::: DATASET ROWS :::
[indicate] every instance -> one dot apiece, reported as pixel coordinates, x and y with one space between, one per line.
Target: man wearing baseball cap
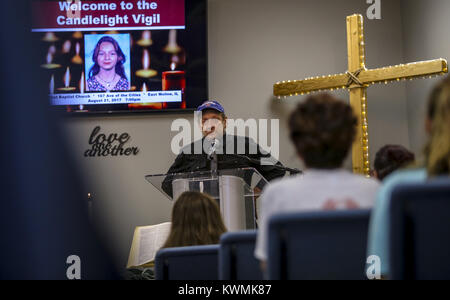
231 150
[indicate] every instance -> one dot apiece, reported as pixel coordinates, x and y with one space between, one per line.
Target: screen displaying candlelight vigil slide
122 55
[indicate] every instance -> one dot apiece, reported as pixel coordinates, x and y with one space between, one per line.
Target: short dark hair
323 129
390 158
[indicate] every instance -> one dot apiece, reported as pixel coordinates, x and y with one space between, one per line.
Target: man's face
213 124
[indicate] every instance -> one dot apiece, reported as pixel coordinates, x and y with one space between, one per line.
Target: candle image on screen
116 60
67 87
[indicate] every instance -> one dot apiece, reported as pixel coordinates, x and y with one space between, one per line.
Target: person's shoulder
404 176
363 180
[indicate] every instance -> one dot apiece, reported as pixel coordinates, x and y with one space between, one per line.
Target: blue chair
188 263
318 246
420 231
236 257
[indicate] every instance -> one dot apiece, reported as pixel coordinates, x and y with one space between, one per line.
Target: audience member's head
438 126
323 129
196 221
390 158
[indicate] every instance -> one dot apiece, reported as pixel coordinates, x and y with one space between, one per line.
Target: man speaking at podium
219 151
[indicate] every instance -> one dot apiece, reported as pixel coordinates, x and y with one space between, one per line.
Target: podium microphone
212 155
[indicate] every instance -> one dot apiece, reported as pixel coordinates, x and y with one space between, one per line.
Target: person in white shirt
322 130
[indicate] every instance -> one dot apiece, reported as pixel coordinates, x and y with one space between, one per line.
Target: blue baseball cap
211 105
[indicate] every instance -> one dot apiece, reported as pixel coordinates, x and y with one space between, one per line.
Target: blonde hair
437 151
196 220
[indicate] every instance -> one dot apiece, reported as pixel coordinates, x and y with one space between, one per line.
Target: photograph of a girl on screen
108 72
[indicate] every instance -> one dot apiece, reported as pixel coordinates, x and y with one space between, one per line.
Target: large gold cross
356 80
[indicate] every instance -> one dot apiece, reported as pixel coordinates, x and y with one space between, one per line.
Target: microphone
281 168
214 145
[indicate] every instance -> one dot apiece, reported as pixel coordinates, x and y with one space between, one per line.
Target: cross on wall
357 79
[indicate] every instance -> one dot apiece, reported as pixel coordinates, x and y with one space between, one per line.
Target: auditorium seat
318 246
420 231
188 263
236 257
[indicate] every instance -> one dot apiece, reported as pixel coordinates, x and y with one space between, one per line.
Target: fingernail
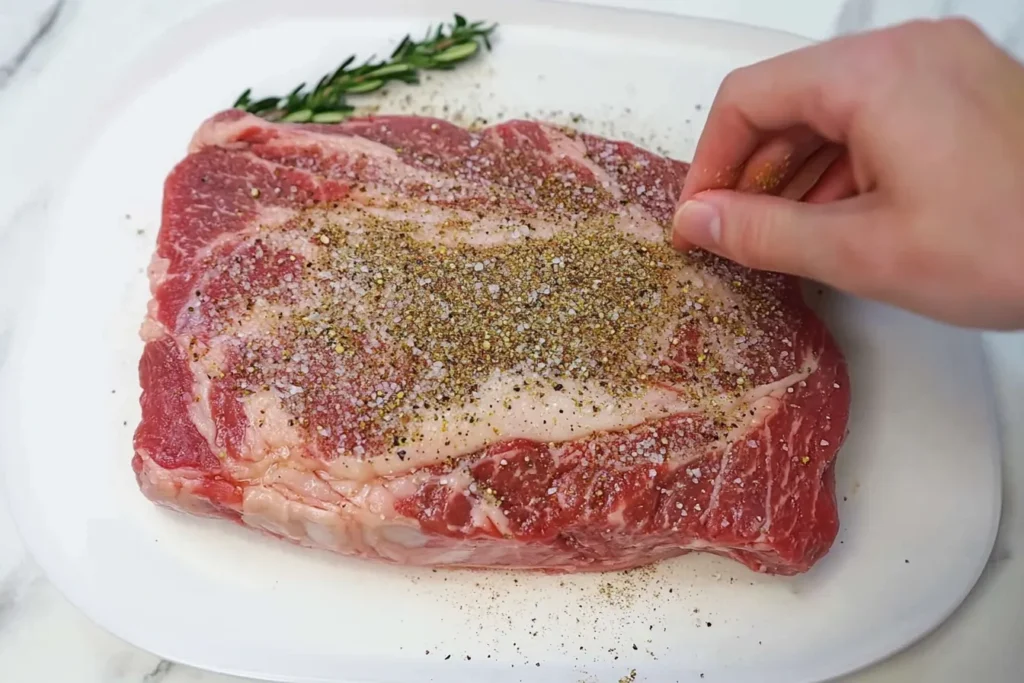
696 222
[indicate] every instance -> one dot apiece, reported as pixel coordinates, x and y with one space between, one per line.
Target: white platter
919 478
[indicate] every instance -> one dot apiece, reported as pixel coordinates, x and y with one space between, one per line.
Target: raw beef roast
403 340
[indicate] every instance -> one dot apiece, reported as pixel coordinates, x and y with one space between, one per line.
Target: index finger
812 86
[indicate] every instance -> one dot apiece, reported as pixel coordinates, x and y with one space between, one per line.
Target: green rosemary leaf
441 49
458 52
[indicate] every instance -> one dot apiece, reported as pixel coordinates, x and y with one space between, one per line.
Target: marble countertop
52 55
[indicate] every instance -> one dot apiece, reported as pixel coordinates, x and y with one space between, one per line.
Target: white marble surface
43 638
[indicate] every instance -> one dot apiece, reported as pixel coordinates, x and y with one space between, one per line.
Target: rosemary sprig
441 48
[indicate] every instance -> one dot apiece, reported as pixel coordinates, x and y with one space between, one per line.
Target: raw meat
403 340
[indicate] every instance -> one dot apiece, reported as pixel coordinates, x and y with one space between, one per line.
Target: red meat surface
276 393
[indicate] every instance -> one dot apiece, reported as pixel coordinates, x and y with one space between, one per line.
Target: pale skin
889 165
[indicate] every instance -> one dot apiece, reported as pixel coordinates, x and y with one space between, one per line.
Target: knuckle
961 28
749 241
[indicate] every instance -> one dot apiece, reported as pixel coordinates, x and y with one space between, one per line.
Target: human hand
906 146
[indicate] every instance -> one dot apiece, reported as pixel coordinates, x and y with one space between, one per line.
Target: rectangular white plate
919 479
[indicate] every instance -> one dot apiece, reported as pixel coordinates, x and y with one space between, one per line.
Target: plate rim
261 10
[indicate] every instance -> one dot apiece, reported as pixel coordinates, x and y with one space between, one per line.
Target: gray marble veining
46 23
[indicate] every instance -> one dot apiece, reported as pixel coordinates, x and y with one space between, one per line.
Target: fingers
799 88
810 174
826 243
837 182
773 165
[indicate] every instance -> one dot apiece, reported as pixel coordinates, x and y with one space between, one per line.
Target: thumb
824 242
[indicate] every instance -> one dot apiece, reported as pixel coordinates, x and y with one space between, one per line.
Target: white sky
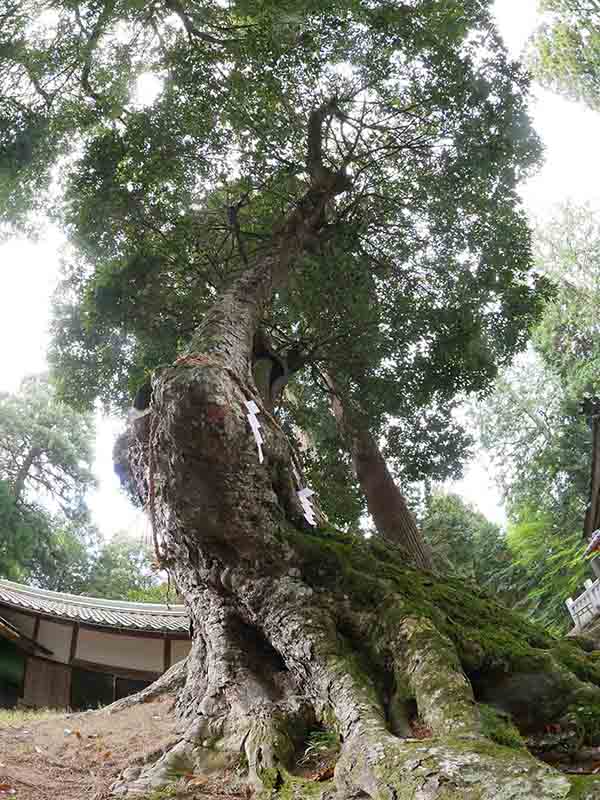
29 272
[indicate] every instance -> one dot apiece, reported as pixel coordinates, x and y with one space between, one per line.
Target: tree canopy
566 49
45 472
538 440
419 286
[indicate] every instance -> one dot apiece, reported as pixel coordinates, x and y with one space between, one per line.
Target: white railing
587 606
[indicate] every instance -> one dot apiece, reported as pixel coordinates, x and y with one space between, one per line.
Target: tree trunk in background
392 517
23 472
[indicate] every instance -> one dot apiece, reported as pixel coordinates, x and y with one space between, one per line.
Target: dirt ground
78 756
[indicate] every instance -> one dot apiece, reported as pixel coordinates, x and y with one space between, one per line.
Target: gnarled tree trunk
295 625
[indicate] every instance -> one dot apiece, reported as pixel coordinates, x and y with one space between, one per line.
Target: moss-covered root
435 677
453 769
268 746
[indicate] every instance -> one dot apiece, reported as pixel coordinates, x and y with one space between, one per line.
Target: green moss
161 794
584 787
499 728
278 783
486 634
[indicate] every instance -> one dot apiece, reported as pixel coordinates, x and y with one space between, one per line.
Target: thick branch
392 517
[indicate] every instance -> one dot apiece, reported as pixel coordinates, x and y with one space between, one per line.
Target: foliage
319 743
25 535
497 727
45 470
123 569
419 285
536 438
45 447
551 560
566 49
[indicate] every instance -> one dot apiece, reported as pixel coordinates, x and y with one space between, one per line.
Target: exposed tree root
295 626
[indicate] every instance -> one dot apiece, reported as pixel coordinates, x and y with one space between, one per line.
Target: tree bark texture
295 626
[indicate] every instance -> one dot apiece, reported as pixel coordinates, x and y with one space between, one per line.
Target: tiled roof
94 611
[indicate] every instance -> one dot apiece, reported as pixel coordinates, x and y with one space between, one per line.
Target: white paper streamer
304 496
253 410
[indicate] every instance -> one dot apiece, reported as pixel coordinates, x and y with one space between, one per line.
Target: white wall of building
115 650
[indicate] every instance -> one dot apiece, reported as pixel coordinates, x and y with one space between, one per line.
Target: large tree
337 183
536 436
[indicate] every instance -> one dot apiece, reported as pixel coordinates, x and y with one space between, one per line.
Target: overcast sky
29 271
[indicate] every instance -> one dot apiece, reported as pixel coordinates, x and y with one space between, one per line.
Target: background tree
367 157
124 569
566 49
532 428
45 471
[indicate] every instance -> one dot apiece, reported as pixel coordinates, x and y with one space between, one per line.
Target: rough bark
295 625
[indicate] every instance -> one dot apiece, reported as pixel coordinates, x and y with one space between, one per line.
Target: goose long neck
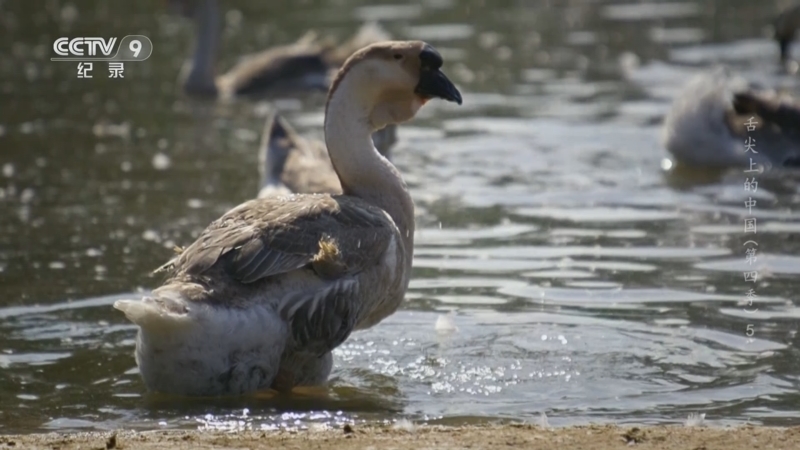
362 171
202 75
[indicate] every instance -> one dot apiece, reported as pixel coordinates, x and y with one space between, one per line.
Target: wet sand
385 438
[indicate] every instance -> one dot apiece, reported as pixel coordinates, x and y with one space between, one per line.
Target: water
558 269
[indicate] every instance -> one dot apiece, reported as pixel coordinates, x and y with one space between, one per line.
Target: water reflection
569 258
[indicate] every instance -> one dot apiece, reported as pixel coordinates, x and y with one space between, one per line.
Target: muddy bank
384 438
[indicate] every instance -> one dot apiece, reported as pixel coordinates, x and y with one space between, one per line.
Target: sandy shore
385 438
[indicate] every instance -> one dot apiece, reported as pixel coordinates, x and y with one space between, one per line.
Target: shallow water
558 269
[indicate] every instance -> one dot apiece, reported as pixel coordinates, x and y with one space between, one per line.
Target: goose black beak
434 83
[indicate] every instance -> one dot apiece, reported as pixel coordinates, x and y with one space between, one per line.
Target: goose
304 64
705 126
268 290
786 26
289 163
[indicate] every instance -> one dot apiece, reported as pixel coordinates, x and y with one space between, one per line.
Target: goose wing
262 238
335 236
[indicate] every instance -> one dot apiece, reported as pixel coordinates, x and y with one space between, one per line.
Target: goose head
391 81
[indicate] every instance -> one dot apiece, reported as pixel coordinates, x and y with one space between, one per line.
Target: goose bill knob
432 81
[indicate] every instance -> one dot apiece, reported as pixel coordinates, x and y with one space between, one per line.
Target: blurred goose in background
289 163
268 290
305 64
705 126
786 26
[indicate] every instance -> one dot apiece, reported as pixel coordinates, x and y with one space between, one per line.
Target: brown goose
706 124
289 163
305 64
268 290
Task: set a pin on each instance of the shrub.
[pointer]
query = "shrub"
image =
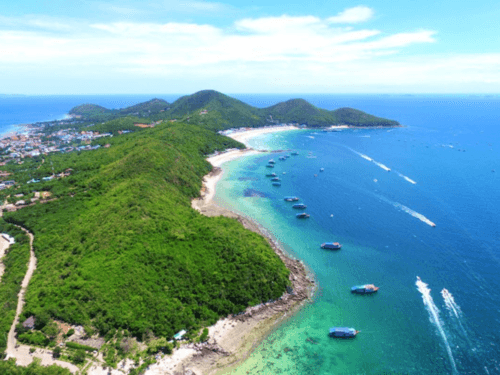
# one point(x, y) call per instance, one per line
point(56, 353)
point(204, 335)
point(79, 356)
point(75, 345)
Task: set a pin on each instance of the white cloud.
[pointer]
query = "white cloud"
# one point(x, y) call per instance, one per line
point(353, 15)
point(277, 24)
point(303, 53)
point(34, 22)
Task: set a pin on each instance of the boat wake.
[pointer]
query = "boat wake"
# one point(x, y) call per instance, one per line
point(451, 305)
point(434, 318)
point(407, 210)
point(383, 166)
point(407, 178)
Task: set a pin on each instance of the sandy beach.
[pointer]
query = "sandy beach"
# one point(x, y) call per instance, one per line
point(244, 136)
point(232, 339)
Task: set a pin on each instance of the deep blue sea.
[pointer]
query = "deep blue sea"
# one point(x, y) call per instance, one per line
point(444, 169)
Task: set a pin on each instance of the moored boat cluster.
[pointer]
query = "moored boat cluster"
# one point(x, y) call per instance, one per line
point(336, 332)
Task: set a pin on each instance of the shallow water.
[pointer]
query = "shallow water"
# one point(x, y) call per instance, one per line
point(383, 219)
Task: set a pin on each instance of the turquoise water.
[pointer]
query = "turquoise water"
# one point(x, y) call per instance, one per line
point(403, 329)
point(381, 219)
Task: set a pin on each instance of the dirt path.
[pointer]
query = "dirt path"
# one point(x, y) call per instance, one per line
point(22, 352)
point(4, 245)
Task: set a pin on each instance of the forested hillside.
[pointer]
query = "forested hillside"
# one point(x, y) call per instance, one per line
:::
DIRECTIONS: Print the stretch of rows from the line containing "Task: set a pin on each instance of the moored" through the line containing "point(383, 219)", copying each line exactly.

RESULT OF THIS TASK:
Task: set a pin on each instance of the moored boat cluster.
[pointer]
query = "moored boat cluster"
# one point(x, y) call per instance, one per line
point(336, 332)
Task: set a pin on each instance of the shallow water.
[pointer]
query = "shallow water"
# one point(x, y) call per instance, one per line
point(383, 219)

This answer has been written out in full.